**PROBLEM TO WORK ON**
Reproduce the records below exactly, but only between the lines holding "Target: terrace floor" and "Target: bride's arm", inclusive.

MATERIAL SUPPLIED Start Marker

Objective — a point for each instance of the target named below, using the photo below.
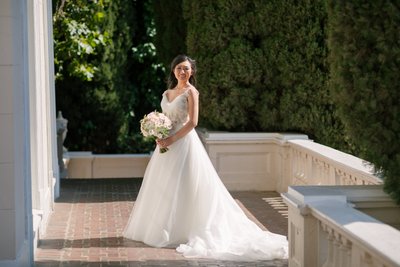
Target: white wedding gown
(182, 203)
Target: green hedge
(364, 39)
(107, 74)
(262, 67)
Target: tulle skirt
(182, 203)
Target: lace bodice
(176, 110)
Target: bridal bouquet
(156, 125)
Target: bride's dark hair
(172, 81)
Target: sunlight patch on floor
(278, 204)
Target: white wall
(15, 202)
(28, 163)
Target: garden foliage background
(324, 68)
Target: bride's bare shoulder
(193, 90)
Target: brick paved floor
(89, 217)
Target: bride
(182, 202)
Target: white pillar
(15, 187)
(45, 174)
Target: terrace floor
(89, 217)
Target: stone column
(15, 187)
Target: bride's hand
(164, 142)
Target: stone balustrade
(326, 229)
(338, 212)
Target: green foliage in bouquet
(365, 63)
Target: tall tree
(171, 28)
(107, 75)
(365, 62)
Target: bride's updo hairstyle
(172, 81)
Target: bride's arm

MATERIAL SUPPLIED End Marker
MATERIAL SUPPLIED Start Marker

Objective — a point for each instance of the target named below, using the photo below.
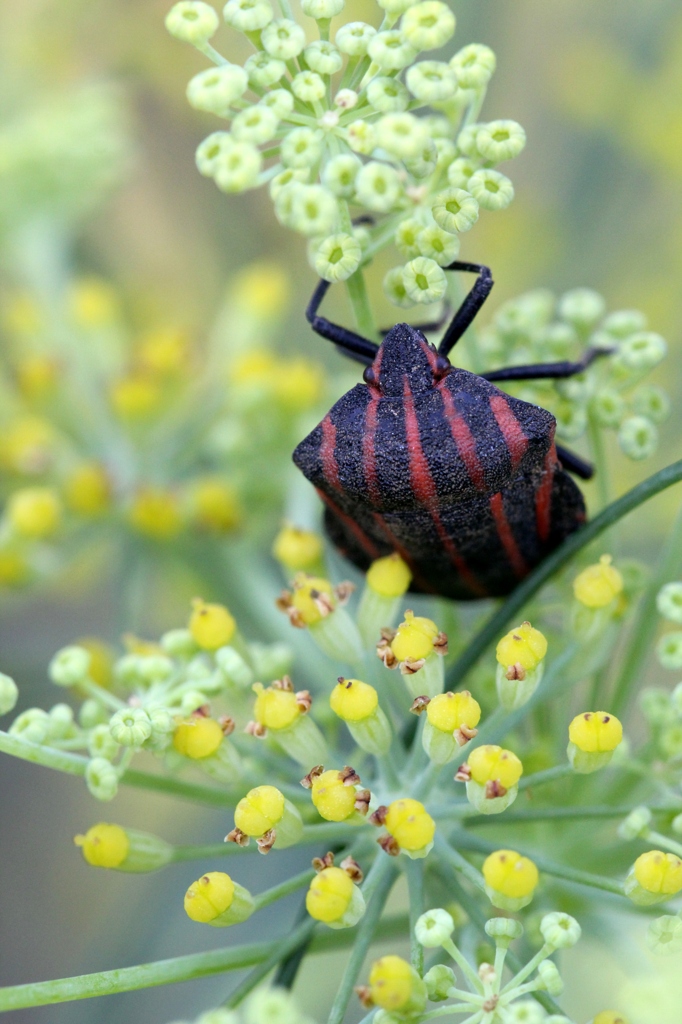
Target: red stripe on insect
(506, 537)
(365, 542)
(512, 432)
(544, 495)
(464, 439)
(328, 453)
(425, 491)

MATERIAL SUPPLIED End Marker
MATERIAL SUPPLIED Start Marker

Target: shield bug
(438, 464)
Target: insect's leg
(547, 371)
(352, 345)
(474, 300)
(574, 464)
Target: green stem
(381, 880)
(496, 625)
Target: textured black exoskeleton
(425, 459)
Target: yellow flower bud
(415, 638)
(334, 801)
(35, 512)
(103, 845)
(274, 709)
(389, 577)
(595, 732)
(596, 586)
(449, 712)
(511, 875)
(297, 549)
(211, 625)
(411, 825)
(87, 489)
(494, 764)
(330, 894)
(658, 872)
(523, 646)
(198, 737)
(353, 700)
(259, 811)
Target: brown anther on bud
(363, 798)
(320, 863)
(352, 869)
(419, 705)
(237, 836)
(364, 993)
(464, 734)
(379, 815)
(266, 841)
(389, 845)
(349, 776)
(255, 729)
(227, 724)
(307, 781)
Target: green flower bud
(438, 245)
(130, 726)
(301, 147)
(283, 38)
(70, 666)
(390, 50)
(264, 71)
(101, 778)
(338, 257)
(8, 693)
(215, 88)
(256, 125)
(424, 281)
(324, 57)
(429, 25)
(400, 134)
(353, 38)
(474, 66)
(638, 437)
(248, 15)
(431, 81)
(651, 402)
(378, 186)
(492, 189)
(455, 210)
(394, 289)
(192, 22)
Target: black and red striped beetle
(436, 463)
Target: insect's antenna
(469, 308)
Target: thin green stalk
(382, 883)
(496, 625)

MATERIAL SUPPLIED End Marker

**WORKED SOLUTION**
Target: terrace floor
(89, 217)
Target: stone column
(15, 187)
Target: bride's hand
(164, 142)
Target: stone balustrade
(326, 229)
(338, 212)
Target: green foliage in bouquet
(365, 63)
Target: tall tree
(171, 28)
(107, 75)
(365, 62)
Target: bride's updo hairstyle
(172, 81)
Target: bride's arm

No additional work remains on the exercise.